• Selected extract:

──────────────────────────────

Bank of England's Quantitative Easing Programme Steams Ahead, Puts Pressure on Pound Sterling
- Written by: Gary Howes

The Bank of England's quantitative easing programme is in full swing with the bond buyback programme likely to keep a lid on Sterling strength.
The Bank of England successfully injected a further £1.169BN into the economy via its quantitative easing programme on Tuesday the 16th August.
The latest stage of the programme saw the Bank snap up long-dated Gilts with £3.123BN being offered to the Bank suggesting the reverse auction was oversubscribed by a multiple of 2.67.
In short, when these events go well the GBP comes under pressure, when the Bank struggles to find sellers, as was the case this time one week ago, Sterling finds relief.
The Tuesday events are notable in that they are aimed at Gilts with maturities of over 15 years - and it appears that pension funds don't part easily with such assets.
On Monday Sterling declined to fresh three year lows against the Euro as the Bank of England successfully purchases £1.17BN worth of government bonds (Gilts) with a maturity set between 3 and 7 years:
- Total offers received: Stg 4,140.8mn
- Total offers accepted: Stg 1,169.8mn
- The auction was therefore 3.54 oversubscribed
As a result, the yields on those Gilts remain near record lows which in turn help ensure funding costs right across the Sterling system remain low.

──────────────────────────────

• Goal of the exercise:
Reproduce verbatim the passage of the article on the Bank of England's quantitative easing starting at "The Bank of England successfully injected" and ending at "Sterling finds relief.".

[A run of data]
──────────────────────────────

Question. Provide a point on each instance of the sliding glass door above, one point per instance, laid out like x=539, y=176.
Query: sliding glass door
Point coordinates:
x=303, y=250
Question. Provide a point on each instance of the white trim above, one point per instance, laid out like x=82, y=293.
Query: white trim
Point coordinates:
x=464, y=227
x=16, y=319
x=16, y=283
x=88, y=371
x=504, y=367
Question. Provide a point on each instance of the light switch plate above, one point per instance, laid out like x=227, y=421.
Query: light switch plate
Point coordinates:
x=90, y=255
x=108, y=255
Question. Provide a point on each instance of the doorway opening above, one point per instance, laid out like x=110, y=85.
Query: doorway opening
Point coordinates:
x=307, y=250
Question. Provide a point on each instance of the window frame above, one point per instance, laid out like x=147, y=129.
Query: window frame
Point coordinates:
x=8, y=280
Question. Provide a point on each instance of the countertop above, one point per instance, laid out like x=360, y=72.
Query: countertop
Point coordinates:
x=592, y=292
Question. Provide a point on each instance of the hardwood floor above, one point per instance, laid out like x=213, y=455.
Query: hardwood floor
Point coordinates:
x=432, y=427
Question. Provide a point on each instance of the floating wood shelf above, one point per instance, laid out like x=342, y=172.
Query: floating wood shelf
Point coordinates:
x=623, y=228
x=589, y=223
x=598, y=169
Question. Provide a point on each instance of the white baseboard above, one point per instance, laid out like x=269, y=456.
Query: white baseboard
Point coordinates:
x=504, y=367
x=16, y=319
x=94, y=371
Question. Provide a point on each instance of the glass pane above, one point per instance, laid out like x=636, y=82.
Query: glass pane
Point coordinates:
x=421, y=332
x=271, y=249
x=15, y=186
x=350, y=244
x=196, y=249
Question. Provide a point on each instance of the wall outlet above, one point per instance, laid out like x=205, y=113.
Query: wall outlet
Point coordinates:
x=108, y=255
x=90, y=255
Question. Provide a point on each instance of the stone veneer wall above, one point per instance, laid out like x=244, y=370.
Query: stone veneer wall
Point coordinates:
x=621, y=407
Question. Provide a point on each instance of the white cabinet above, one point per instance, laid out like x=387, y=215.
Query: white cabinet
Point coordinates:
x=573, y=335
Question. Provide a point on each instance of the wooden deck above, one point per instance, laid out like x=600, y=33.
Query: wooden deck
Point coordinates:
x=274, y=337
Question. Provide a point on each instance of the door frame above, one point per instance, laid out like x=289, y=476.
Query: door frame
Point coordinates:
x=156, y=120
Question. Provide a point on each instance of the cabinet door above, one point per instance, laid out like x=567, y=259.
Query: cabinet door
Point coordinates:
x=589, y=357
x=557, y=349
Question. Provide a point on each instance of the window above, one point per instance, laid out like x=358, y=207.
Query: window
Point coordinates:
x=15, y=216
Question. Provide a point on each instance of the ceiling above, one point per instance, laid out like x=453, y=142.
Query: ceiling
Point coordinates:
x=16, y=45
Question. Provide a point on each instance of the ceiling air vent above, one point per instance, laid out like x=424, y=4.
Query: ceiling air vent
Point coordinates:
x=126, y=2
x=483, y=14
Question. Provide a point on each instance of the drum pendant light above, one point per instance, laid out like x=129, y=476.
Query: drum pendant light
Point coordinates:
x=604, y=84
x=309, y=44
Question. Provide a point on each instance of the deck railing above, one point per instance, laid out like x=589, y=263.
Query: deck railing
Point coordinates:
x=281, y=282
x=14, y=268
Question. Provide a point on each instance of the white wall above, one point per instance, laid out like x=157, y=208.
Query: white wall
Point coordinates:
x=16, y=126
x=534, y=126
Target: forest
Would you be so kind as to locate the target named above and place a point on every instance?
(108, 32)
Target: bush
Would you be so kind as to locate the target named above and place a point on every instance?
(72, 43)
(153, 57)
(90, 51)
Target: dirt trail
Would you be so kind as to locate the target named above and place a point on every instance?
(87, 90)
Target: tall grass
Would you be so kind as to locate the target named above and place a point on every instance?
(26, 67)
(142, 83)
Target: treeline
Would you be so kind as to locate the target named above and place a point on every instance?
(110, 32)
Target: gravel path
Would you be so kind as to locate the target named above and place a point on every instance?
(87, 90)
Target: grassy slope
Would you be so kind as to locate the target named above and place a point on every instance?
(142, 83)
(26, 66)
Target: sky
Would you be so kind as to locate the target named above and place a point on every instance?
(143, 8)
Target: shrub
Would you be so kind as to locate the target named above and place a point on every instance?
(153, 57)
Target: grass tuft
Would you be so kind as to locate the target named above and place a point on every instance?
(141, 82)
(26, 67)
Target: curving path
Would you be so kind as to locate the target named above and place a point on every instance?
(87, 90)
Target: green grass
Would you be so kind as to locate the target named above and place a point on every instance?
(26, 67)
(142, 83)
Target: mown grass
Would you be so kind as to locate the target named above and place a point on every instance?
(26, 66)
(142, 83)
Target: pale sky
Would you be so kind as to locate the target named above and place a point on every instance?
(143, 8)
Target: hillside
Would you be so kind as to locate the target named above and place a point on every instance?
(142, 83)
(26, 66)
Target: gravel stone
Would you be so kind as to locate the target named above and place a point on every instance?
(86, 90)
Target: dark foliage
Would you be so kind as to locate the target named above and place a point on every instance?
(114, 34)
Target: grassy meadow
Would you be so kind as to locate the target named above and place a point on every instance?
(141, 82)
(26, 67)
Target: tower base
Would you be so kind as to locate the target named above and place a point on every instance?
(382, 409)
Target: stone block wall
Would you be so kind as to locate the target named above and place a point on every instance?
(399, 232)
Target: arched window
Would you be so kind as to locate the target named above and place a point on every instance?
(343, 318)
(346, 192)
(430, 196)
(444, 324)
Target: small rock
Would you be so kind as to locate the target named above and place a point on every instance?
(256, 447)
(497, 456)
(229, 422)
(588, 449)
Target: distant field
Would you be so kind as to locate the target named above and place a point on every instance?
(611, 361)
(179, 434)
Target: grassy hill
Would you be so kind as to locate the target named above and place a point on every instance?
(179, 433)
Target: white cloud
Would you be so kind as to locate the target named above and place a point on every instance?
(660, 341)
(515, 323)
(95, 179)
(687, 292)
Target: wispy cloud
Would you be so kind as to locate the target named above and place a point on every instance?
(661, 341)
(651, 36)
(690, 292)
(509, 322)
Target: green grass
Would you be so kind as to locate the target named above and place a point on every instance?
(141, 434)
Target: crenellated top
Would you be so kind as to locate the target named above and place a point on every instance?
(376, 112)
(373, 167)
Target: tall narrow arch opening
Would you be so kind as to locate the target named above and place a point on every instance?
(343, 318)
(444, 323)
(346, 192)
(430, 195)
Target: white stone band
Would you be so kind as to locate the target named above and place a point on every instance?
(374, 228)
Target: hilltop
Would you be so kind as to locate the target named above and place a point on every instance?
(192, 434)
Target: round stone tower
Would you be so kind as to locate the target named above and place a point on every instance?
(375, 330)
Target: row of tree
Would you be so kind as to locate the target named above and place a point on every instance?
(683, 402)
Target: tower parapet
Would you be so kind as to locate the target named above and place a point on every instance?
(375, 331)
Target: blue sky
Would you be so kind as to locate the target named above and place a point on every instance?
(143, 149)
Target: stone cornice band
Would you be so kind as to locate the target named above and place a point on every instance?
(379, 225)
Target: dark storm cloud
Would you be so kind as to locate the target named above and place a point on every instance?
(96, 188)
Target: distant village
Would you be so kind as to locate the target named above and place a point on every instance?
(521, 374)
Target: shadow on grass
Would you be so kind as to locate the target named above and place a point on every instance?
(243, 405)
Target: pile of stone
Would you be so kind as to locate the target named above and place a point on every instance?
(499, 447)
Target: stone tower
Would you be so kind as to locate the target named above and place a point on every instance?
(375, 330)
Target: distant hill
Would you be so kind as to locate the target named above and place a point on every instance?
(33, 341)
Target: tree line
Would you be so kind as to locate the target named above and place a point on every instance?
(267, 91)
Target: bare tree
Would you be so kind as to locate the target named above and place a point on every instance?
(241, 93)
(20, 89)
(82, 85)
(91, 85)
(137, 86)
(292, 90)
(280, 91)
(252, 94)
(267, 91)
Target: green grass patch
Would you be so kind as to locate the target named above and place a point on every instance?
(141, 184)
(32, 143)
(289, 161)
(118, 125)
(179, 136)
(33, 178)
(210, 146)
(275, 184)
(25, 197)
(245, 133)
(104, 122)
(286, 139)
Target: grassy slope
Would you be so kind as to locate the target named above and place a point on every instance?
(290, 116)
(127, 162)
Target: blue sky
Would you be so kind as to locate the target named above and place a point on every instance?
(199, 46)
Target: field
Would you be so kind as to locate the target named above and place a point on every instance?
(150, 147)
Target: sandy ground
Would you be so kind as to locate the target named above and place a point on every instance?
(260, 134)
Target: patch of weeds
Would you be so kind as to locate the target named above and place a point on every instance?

──────────────────────────────

• Written reply:
The Bank of England successfully injected a further £1.169BN into the economy via its quantitative easing programme on Tuesday the 16th August.
The latest stage of the programme saw the Bank snap up long-dated Gilts with £3.123BN being offered to the Bank suggesting the reverse auction was oversubscribed by a multiple of 2.67.
In short, when these events go well the GBP comes under pressure, when the Bank struggles to find sellers, as was the case this time one week ago, Sterling finds relief.